* START QUOTED TEXT *

Environmental and Regulatory Representations
Addresses the seller's obligation to disclose known environmental liabilities, open regulatory violations, and the history of hazardous material abatement work. This section is unique to demolition and abatement acquisitions and should not be omitted from the LOI.
Example Language
Seller represents, to the best of their knowledge, that: (i) the Company has no outstanding EPA violations, state environmental agency orders, or open remediation obligations; (ii) all asbestos abatement, lead paint removal, and hazardous material disposal work has been performed in compliance with applicable federal and state regulations; (iii) all waste manifests, disposal records, and regulatory filings are current and available for review during due diligence; (iv) there are no pending or threatened environmental claims, third-party notices, or governmental inquiries related to the Company's operations. Buyer's obligation to close is contingent upon satisfactory completion of an environmental review, including a Phase I Environmental Site Assessment of any real property operated by the Company.
💡 Environmental representations in an LOI create the foundation for the indemnification provisions in the definitive purchase agreement. Sellers with clean records should embrace these representations as a selling point — if they resist, it signals undisclosed issues. Buyers should require that all environmental documentation — waste manifests, asbestos survey reports, disposal certificates, OSHA 300 logs — be provided as part of the due diligence data room on Day 1. If Phase II is required, negotiate who bears the cost and establish a threshold above which environmental remediation constitutes a deal-termination right for the buyer. Consider requiring environmental liability insurance as a condition of close if legacy abatement work is significant.

* END QUOTED TEXT *
* START SUPPLIED DATA *

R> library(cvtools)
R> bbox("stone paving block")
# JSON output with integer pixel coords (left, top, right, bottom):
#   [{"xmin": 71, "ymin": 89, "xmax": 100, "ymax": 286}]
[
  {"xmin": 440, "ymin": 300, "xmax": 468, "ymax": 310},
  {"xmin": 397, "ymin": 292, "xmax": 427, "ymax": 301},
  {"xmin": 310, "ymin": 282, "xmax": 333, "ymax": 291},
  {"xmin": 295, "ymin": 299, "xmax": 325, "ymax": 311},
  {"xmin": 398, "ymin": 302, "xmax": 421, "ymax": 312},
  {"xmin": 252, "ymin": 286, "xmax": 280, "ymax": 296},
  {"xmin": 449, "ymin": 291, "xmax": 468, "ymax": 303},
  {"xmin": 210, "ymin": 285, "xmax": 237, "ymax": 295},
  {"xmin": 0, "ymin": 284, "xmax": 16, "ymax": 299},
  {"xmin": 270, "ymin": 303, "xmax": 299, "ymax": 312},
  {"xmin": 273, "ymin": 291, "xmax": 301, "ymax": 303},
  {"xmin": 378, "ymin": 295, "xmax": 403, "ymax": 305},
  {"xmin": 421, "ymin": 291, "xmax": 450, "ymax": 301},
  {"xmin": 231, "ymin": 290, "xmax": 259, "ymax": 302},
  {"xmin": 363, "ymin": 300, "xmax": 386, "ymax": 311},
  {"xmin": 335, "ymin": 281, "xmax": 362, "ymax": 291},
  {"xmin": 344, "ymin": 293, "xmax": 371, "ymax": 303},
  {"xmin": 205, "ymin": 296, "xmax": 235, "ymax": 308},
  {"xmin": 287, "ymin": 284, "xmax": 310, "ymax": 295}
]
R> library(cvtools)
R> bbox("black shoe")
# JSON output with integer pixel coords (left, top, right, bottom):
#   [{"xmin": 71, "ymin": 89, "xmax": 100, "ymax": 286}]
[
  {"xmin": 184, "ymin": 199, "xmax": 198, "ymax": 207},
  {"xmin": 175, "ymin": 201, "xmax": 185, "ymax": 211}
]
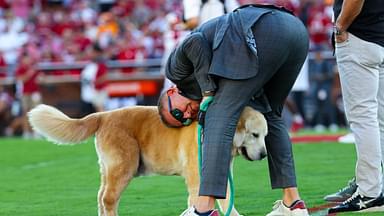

* END SUPPLIED DATA *

REQUESTS:
1. From the environmental representations text, return the passage that begins at the words "Example Language" and stops after the words "by the Company.", copied word for word.
2. Update all of the records by replacing "pixel coords" with "pixel coordinates" and leaving everything else unchanged. Leave the pictures out of your answer.
The records are separate from the environmental representations text and have no connection to it.

THE REPLIES:
1.
Example Language
Seller represents, to the best of their knowledge, that: (i) the Company has no outstanding EPA violations, state environmental agency orders, or open remediation obligations; (ii) all asbestos abatement, lead paint removal, and hazardous material disposal work has been performed in compliance with applicable federal and state regulations; (iii) all waste manifests, disposal records, and regulatory filings are current and available for review during due diligence; (iv) there are no pending or threatened environmental claims, third-party notices, or governmental inquiries related to the Company's operations. Buyer's obligation to close is contingent upon satisfactory completion of an environmental review, including a Phase I Environmental Site Assessment of any real property operated by the Company.

2.
R> library(cvtools)
R> bbox("stone paving block")
# JSON output with integer pixel coordinates (left, top, right, bottom):
#   [{"xmin": 71, "ymin": 89, "xmax": 100, "ymax": 286}]
[
  {"xmin": 440, "ymin": 300, "xmax": 468, "ymax": 310},
  {"xmin": 397, "ymin": 292, "xmax": 427, "ymax": 301},
  {"xmin": 310, "ymin": 282, "xmax": 333, "ymax": 291},
  {"xmin": 295, "ymin": 299, "xmax": 325, "ymax": 311},
  {"xmin": 398, "ymin": 302, "xmax": 421, "ymax": 312},
  {"xmin": 252, "ymin": 286, "xmax": 280, "ymax": 296},
  {"xmin": 449, "ymin": 291, "xmax": 468, "ymax": 303},
  {"xmin": 210, "ymin": 285, "xmax": 237, "ymax": 295},
  {"xmin": 0, "ymin": 284, "xmax": 16, "ymax": 299},
  {"xmin": 270, "ymin": 303, "xmax": 299, "ymax": 312},
  {"xmin": 273, "ymin": 291, "xmax": 301, "ymax": 303},
  {"xmin": 378, "ymin": 295, "xmax": 403, "ymax": 305},
  {"xmin": 421, "ymin": 291, "xmax": 450, "ymax": 301},
  {"xmin": 231, "ymin": 290, "xmax": 259, "ymax": 302},
  {"xmin": 363, "ymin": 300, "xmax": 386, "ymax": 311},
  {"xmin": 335, "ymin": 281, "xmax": 362, "ymax": 291},
  {"xmin": 344, "ymin": 293, "xmax": 371, "ymax": 303},
  {"xmin": 205, "ymin": 296, "xmax": 235, "ymax": 308},
  {"xmin": 287, "ymin": 284, "xmax": 310, "ymax": 295}
]
R> library(cvtools)
R> bbox("black shoe")
# JSON output with integer pixel coordinates (left, top, right, bottom):
#   [{"xmin": 71, "ymin": 89, "xmax": 100, "ymax": 286}]
[
  {"xmin": 184, "ymin": 199, "xmax": 198, "ymax": 207},
  {"xmin": 175, "ymin": 201, "xmax": 185, "ymax": 211}
]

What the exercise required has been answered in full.